◆ EXCERPTED PASSAGE
Universal Access To All Knowledge
Home Donate | Store | Blog | FAQ | Jobs | Volunteer Positions | Contact | Bios | Forums | Projects | Terms, Privacy, & Copyright
Search: Advanced Search
Anonymous User (login or join us)
Upload

Reply to this post | See parent post | Go Back
View Post [edit]

Poster: Administrator, Curator, or StaffArkiver Date: Jan 7, 2014 8:16am
Forum: faqs Subject: Re: the captures of my site are so sparse

I think it is very good posibble that you lost a lot of traffic to your website during the second half of 2012 due to the robots.txt file with the delay of 30 seconds. As has been mentioned before, a crawl delay of as big as 30 seconds is not good for the search engine crawlers, which will result in your website slowly dissappearing from google, yahoo and other search engines... That can cost you a lot of traffic.

In one of your older posts you said hackers edited the robots.txt file and added exclusions for all kinds of search engine bots. Adding a delay of 30 seconds is also good to have a website not included in the search engines searches.


I'm now running a quick link discovery program on your website to discover all the urls and I'll then add them to wayback machine.

Reply to this post
Reply [edit]

Poster: Medworks Date: Jan 7, 2014 11:43am
Forum: faqs Subject: Re: the captures of my site are so sparse

Yeah, if you look at the robots.txt file as it appeared at the beginning of 2011, you'll see all the search engine crawlers that the hacker excluded. I should have realized I didn't even have a robots.txt file before the hacker at all and just deleted it but I (not knowing about the wayback machine at the time so I could not verify this) assumed that it WAS part of my website all along and that what they did to it was merely add the exclusions to all the web spiders. I was afraid removing robots.txt altogether would make the search engines not find my website, I contacted my mom who originally made the site and was solely responsible for it until October 8, 2007 and she said she had a robots.txt file, that must be the thing that wasn't properly archived before the 3 year gap (ending early 2008, so it makes sense I did something to it - but of course at the time I asked my mom about it, right after the hackers' attacks, again I didn't know about web.archive.org so again I didn't know that anything happened in early 2008, a few months after I started with it). I should have just removed it but I just removed the text which I thought was not innocuous, unfortunately the delay 30 was not innocuous and I thought it was.

Thank you for running this discovery program on my behalf. I am happy to have all my pages added to the wayback machine. I see the main page has been archived again as of yesterday, but not for instance the shipping cost page http://medexamtools.com/shippingrules.htm, that one for instance still was only last in October, and nothing at all for it in 2012. So I can click on the archive of January 6, 2014 and and then click on the link within that to the shipping cost page and it links not to a capture of January 6, but of October somethingorother 2013, I'm surprised it doesn't do the whole website all together each time it takes a capture, but I guess it's one page at a time, and that it happens whenever it decides to do each one on an individual basis. Hopefully my whole site will be archived normally after you have done what you are doing. Thank you once again.

◆ Stored records

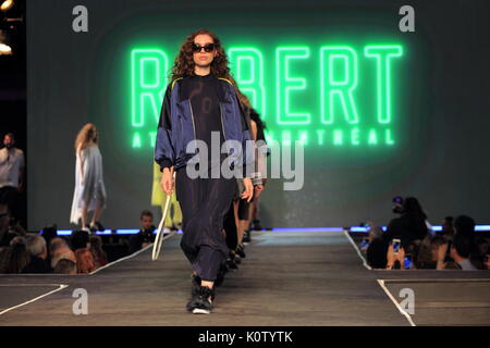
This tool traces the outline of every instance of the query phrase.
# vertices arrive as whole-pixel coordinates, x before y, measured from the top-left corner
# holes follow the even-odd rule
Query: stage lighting
[[[7,35],[3,30],[0,30],[0,55],[12,54],[12,48],[7,42]]]
[[[5,12],[9,11],[10,9],[12,9],[13,7],[13,0],[5,0],[2,2],[2,5],[0,7],[0,9]]]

◆ ASSIGNMENT
In the forum thread about sparse site captures, what crawl delay did the robots.txt file set?

◆ RESPONSE TO THIS TASK
30 seconds